[Records]

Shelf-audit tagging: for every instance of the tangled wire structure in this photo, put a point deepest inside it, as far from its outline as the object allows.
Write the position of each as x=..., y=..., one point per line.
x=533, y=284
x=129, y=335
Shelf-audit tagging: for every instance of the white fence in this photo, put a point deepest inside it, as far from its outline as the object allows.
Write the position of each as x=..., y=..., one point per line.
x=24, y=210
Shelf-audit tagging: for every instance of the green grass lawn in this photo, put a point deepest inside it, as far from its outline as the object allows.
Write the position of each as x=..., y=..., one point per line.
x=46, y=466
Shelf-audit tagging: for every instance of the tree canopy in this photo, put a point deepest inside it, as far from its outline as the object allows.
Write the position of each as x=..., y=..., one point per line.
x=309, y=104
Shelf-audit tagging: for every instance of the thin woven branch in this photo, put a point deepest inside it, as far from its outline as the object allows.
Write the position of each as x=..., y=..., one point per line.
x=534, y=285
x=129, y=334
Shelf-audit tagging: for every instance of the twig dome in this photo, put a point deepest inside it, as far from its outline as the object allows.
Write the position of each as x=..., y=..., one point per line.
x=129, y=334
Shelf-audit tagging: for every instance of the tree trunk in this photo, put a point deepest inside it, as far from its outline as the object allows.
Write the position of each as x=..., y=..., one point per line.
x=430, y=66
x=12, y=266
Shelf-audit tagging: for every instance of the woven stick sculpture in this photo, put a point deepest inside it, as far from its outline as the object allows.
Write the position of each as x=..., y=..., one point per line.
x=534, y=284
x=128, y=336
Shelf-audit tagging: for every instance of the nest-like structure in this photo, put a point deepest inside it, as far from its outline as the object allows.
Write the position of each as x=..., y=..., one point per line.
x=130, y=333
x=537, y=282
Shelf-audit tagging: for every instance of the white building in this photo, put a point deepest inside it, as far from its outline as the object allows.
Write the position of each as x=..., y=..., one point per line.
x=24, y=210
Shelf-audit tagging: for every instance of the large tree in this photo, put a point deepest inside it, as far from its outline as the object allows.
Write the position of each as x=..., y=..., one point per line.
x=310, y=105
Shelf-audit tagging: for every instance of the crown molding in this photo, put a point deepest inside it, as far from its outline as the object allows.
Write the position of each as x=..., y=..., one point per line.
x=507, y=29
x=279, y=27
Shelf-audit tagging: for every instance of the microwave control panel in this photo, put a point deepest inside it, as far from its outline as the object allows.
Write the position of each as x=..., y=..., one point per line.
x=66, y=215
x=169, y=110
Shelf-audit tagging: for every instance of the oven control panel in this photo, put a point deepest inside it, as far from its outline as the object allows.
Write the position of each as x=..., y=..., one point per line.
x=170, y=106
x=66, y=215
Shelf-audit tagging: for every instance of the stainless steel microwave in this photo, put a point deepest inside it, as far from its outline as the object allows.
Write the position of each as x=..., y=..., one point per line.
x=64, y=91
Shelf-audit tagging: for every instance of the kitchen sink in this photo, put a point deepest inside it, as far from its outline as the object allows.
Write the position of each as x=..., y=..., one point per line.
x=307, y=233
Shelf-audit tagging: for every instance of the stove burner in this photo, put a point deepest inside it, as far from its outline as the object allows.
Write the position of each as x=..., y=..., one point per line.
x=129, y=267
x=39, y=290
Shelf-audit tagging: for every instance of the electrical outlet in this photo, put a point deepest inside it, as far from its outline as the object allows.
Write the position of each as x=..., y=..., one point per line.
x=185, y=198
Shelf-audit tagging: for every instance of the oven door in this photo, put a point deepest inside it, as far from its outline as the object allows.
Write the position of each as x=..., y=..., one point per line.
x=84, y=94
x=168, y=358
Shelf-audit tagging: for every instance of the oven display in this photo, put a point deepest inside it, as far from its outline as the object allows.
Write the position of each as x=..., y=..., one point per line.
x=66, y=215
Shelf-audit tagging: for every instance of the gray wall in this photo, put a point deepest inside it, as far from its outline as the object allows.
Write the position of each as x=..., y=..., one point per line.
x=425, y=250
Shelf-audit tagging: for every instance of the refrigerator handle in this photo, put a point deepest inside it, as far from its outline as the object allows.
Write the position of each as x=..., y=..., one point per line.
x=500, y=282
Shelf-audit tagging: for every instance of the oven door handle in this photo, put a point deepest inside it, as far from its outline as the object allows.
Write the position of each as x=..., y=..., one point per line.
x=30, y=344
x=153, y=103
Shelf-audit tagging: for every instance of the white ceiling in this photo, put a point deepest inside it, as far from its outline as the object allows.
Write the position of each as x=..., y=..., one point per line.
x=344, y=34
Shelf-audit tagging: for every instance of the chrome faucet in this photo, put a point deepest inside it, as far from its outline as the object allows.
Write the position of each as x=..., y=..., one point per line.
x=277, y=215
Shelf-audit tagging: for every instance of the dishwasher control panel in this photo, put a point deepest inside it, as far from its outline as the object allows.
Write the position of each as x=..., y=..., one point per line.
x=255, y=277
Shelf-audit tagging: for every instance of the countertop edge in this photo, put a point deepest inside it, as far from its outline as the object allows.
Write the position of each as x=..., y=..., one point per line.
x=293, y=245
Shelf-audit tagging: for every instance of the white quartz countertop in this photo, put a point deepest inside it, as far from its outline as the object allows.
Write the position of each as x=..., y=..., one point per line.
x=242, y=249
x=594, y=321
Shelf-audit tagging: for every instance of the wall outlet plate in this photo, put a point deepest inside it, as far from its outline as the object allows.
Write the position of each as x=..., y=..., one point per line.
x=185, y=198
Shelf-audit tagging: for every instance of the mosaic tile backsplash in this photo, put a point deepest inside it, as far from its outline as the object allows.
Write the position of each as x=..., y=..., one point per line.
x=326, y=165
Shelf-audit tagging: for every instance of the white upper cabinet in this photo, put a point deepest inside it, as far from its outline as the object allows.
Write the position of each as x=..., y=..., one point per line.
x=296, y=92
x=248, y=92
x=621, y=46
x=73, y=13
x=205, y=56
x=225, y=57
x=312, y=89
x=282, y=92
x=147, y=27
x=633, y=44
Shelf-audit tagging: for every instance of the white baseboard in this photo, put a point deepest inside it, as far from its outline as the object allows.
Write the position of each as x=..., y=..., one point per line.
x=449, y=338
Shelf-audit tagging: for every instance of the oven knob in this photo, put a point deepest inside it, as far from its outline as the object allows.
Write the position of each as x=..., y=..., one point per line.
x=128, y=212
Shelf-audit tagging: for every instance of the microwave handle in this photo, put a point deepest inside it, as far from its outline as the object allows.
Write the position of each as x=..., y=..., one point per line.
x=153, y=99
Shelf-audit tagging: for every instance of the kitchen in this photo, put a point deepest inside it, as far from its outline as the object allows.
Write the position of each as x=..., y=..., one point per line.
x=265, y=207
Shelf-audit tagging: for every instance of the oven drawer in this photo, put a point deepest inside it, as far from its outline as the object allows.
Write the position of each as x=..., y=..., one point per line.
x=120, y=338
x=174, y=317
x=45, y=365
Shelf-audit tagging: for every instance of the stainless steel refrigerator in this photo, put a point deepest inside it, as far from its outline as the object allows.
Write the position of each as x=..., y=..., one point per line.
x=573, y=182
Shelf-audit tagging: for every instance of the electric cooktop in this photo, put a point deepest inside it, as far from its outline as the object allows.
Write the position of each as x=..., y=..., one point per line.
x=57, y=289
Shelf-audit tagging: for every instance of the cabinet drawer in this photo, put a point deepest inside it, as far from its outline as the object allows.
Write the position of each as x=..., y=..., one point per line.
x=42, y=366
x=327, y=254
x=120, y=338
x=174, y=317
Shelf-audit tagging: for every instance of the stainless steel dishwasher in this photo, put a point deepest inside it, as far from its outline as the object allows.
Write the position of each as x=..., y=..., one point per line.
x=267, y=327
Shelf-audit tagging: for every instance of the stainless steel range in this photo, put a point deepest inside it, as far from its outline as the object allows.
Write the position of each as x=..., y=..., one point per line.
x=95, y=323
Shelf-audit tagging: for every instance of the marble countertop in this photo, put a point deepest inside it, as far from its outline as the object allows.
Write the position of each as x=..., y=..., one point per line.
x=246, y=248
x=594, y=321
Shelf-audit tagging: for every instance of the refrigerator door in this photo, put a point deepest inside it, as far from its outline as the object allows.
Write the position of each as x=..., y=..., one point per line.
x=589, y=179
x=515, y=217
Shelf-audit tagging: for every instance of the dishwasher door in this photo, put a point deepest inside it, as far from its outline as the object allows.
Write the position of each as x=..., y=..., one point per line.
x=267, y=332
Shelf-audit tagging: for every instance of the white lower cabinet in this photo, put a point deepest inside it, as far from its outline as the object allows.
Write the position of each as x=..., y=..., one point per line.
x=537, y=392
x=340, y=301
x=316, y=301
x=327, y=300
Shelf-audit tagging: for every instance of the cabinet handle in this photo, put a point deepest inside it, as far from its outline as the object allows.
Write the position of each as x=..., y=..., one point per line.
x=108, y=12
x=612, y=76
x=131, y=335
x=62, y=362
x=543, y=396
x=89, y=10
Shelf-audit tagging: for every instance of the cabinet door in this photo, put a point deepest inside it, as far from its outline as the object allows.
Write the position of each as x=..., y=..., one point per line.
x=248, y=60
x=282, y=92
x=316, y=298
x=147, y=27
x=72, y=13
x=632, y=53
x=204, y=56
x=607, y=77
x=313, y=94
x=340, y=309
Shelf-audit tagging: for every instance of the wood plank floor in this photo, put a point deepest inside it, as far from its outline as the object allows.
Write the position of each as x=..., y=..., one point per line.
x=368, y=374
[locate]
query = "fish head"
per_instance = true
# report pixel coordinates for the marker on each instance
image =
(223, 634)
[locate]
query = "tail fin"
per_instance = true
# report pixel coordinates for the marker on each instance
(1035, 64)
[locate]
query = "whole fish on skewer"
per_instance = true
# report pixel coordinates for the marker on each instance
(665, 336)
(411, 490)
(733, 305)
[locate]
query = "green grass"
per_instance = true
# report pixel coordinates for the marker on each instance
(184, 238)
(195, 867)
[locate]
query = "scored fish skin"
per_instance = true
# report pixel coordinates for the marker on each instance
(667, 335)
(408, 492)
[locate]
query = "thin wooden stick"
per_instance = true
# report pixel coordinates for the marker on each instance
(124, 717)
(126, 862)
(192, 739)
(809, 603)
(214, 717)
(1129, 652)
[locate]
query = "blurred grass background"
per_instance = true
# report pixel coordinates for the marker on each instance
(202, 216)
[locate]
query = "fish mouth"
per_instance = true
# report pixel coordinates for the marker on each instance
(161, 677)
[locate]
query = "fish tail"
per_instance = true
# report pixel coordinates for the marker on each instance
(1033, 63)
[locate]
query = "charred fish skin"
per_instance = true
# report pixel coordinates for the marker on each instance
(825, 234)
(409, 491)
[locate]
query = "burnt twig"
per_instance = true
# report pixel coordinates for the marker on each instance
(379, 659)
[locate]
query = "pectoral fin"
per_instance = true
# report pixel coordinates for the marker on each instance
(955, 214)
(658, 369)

* _Work to complete_
Repeat the listing above word for word, from its first line down through the line containing "x=46, y=466".

* _Output_
Shelf-audit tagging: for every instance of the tangled wire structure in this photo, put a point deepest inside it, as far from its outline as the object allows.
Write the position of each as x=..., y=..., one point per line.
x=533, y=284
x=129, y=335
Shelf-audit tagging: for every instance of the white fence in this photo, put a point deepest inside it, as far from its outline as the object allows.
Write the position of each as x=..., y=..., one point per line.
x=24, y=210
Shelf-audit tagging: for every instance of the green grass lawn in this photo, put a point deepest inside it, as far from its outline as the object allows.
Write the position of each as x=..., y=..., one point per line.
x=46, y=466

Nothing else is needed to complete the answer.